◆ Short exercise
Select every line below that contains the word "gear" and copy each one unchanged.

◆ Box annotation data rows
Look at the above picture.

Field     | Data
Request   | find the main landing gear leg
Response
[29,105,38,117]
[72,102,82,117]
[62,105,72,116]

◆ Output for this exercise
Request   | find the main landing gear leg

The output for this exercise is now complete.